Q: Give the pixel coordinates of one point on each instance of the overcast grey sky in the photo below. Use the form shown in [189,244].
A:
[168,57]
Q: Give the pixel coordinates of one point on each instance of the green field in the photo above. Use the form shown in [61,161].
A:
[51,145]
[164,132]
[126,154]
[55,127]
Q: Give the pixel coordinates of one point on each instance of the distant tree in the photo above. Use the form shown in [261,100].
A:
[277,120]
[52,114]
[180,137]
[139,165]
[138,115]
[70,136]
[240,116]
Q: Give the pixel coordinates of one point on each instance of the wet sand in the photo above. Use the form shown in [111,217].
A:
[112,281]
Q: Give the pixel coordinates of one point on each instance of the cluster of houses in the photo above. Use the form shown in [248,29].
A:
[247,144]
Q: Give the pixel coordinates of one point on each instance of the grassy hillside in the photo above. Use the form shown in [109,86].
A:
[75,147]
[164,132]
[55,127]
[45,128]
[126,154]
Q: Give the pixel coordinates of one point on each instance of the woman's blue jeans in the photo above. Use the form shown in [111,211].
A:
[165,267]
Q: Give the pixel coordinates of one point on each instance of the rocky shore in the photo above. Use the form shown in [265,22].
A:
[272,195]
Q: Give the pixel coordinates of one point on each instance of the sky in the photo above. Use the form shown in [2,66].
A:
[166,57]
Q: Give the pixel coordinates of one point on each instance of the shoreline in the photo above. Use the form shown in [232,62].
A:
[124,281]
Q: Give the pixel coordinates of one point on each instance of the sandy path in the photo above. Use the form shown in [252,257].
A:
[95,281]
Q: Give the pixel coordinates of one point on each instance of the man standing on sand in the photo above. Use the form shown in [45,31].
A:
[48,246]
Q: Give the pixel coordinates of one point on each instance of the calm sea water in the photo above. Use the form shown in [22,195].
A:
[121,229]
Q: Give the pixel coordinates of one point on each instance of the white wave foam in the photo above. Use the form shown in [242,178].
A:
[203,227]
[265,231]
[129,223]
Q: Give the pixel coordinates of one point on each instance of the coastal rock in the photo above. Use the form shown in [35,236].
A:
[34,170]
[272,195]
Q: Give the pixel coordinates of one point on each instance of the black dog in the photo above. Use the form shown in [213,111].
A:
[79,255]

▶ Task directions
Write out the entries above once more, without altering anything.

▶ Task solution
Q: Give the pixel coordinates of one point on each instance of the overcast grey sky in the photo below. Use the form shown in [189,244].
A:
[168,57]
Q: Give the pixel coordinates of one point on each instance of the green field in the photo above. Use the form shown in [61,161].
A:
[51,145]
[164,132]
[126,154]
[55,127]
Q: Give the pixel coordinates of one point on each instance of the distant tree in the photo above. Use the form shown in [261,100].
A:
[277,120]
[52,114]
[180,137]
[139,165]
[138,115]
[70,136]
[240,116]
Q: Give the pixel coordinates of one point on each instance of the wet sand in the photo above. Use the form shown in [111,217].
A:
[112,281]
Q: Give the pixel coordinates of one point on each instance of the cluster of houses in the photo above. Use the form shown in [248,29].
A:
[247,144]
Q: Give the pixel coordinates of one point on each instance of the grassy hillside in the photo above. Use the form shown in [109,86].
A:
[75,147]
[164,132]
[55,127]
[45,128]
[126,154]
Q: Give the pixel coordinates of one point on each instance of the woman's blue jeans in the photo above. Use the form shown in [111,211].
A:
[165,267]
Q: Give the pixel coordinates of one point on each instance of the rocky shore in the photo above. Use the form shown in [265,22].
A:
[272,195]
Q: Give the pixel coordinates of one point on each instance of the sky in the photo above. Use the form shown in [2,66].
A:
[166,57]
Q: Give the pixel coordinates of one point on each instance of the shoreline in the photo above. Use the form shown in [232,62].
A:
[124,281]
Q: Give the pixel coordinates of one point on each instance of the sandy path in the photo above. Use the form shown in [252,257].
A:
[95,281]
Q: Give the pixel coordinates of one point on each instance of the man standing on sand in the photo above. Use the form shown in [45,31].
A:
[48,246]
Q: Give the pixel coordinates of one point on each instance of the calm sea water in the photo above. Use the form shown in [22,195].
A:
[121,229]
Q: Give the pixel coordinates of one point on each instance of the white wave foam in the photo above. Use the form shown in [242,178].
A:
[203,227]
[265,231]
[129,223]
Q: Give the pixel coordinates of one point on each instance of the coastal rock in the photo above. Use the form shown in [35,236].
A:
[34,170]
[272,195]
Q: Give the pixel coordinates of one point on each instance of the black dog in the photo above. Use the form shown in [213,111].
A:
[79,255]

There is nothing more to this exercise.